··· Extracted entries

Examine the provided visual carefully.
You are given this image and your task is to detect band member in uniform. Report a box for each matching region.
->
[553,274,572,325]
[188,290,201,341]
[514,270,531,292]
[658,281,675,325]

······

Your objective =>
Copy the records above line for line, changing nothing.

Task result =>
Examine the provided visual carefully.
You are given this image and your task is to detect band member in uniform. Report a box for each matching region.
->
[553,274,572,325]
[188,290,201,341]
[514,270,531,292]
[658,281,675,325]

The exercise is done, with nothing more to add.